■ **Exercises to complete**
(A) In the Trump rally article, where was the rally held?
(B) Decide whether each statement agrees with the Trump rally article, answering yes or no and quoting the words of the article that settle it: (i) The rally was Trump's first campaign rally since Biden was declared the winner. (ii) Loeffler and Perdue are described as two of Trump's biggest supporters in Congress. (iii) The crowd was most energized when Trump talked about Loeffler and Perdue.
(C) Please write the next part of the Trump rally article, continuing after its last sentence.

■ **Extracted text**
==========
And while he fit in praise for Loeffler and Perdue, Trump spent most of his time angrily claiming the Nov. 3 election was fraudulent — and firing a warning shot at Republican lawmakers ahead of Wednesday’s vote certification on Capitol Hill.
“We’ve had a lot of corrupt things happen,” the president said. “One thing that I’ve learned about Republicans, they have some difficulties. But you know a difficulty that they don’t have? They never forget. They never forget. And people are going to find that out.”
The crowd that attended the rally, which took place on the tarmac of the municipal airport here, was the most energized when Trump discussed his election challenges and mused about supporting a primary challenger against the governor. At one point, a group of supporters chanted, “F— you, Kemp!”
Many of Trump’s teleprompter lines were about Loeffler and Perdue, two of his biggest supporters in Congress. But when he went off-the-cuff, it was mostly about his bid to thwart the election outcome.
“I don’t do rallies for other people,” the president later said. “I do them for me.”
It was his second campaign rally since Biden was declared the winner of the election.
“This could be the most important vote you will ever cast for the rest of your life,” Trump said. “It really could be. This is so important.”
==========
(Records from a data collection)
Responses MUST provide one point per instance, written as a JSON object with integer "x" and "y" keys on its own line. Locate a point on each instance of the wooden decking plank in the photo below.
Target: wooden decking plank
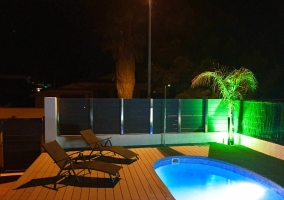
{"x": 159, "y": 189}
{"x": 38, "y": 176}
{"x": 48, "y": 185}
{"x": 93, "y": 191}
{"x": 138, "y": 179}
{"x": 124, "y": 187}
{"x": 130, "y": 183}
{"x": 85, "y": 190}
{"x": 101, "y": 189}
{"x": 15, "y": 193}
{"x": 145, "y": 177}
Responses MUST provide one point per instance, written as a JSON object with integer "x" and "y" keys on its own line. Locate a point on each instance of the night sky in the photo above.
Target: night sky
{"x": 59, "y": 40}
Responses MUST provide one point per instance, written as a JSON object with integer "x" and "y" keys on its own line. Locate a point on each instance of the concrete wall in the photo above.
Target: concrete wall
{"x": 6, "y": 113}
{"x": 50, "y": 109}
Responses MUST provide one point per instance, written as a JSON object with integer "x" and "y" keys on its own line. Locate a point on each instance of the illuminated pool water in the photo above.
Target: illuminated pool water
{"x": 201, "y": 178}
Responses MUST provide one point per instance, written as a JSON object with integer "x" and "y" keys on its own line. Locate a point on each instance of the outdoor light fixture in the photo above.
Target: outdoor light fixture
{"x": 165, "y": 116}
{"x": 149, "y": 51}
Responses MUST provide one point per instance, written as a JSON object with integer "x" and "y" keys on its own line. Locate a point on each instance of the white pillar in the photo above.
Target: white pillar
{"x": 50, "y": 113}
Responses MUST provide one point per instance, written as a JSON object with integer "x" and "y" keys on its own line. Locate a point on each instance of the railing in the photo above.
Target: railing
{"x": 263, "y": 120}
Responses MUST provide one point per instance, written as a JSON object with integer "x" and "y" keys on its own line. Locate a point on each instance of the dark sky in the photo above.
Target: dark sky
{"x": 59, "y": 39}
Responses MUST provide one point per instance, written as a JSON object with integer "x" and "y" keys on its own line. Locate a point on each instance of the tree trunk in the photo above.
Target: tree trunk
{"x": 125, "y": 77}
{"x": 230, "y": 127}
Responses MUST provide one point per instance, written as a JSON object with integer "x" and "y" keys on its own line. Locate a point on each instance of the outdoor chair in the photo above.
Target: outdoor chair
{"x": 70, "y": 163}
{"x": 105, "y": 145}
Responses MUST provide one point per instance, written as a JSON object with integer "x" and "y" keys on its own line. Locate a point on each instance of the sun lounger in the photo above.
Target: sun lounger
{"x": 105, "y": 145}
{"x": 69, "y": 164}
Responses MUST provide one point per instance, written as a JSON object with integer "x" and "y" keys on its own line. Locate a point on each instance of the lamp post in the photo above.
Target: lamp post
{"x": 165, "y": 116}
{"x": 149, "y": 51}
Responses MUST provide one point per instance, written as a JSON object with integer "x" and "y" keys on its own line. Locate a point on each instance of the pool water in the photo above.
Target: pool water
{"x": 200, "y": 178}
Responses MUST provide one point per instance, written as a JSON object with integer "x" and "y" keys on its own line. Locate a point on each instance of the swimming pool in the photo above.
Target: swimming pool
{"x": 201, "y": 178}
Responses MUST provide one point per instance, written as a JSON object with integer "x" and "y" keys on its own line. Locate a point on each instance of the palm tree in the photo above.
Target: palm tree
{"x": 230, "y": 86}
{"x": 122, "y": 36}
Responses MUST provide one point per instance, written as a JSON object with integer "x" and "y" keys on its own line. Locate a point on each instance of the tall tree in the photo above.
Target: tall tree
{"x": 231, "y": 86}
{"x": 123, "y": 36}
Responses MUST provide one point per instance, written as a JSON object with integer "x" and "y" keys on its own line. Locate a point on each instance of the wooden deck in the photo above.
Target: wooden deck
{"x": 138, "y": 180}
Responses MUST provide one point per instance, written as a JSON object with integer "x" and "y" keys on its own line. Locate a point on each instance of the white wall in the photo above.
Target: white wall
{"x": 50, "y": 110}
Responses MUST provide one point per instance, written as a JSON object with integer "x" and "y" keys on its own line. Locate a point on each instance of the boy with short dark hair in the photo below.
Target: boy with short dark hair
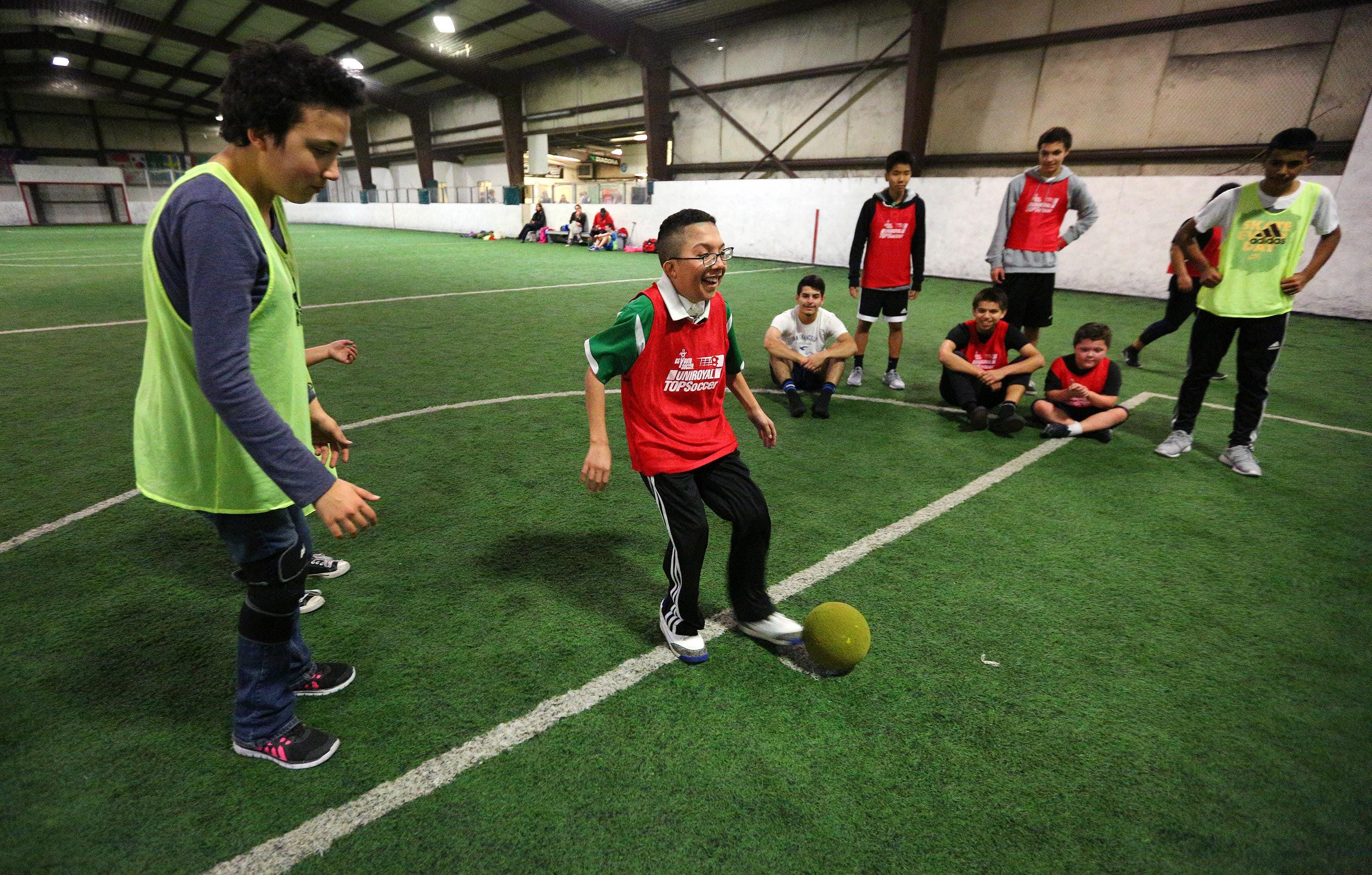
==========
■ **Answers by task**
(A) On the tarmac of the municipal airport.

(B)
(i) No: "It was his second campaign rally since Biden was declared the winner of the election."
(ii) Yes: "Loeffler and Perdue, two of his biggest supporters in Congress."
(iii) No: "was the most energized when Trump discussed his election challenges and mused about supporting a primary challenger against the governor."

(C)
He repeatedly attacked Kemp and Raffensperger — fellow Republicans who Trump campaigned for in 2018 and who he has frequently antagonized for rebuffing his efforts to contest the election. The rally came just days after Trump called Raffensperger to push him to “find” additional votes that could tip the state in his favor. The phone call, a recording of which was leaked on Sunday, shocked officials in Washington and Atlanta alike, even leading to talk of criminal investigations.
Trump said Kemp and Raffensperger were “terrified” of Stacey Abrams, the Democratic former Georgia lawmaker who ran for governor against Kemp in 2018. His promise to return to the state to campaign against them solidified the complete 180-degree turn from his support only two years prior. It also put on display his feeling of betrayal by those he thought would stay loyal to him through his election challenge.
Trump also expressed his disappointment in the Supreme Court for refusing to hear a long-shot lawsuit to challenge the election results in a number of key states — particularly since his numerous federal court appointments, including three Supreme Court justices, were a major talking point throughout his reelection campaign.
While introducing Sen. Mike Lee (R-Utah) to the rally stage on Monday, Trump said he was “a little angry” at the senator, who recognized Biden’s electoral win last month.
“I just want Mike Lee to listen to what we’re talking about, because you know what, we need his vote,” Trump said.
Trump even warned Vice President Mike Pence that he’d better “come through for us” when he presides over Congress count the Electoral College votes on Wednesday.
“Of course, if he doesn’t come through, I won’t like him so much,” said Trump, who then tried to soften the remark as a jest.
Trump’s rally was a contrast from a Biden campaign event in the state earlier Monday, in which the Democratic president-elect emphasized the policy priorities at stake in the runoffs. There, Biden tied victories by Democratic candidates Raphael Warnock and Jon Ossoff to pushing through Covid relief legislation, including $2,000 stimulus checks.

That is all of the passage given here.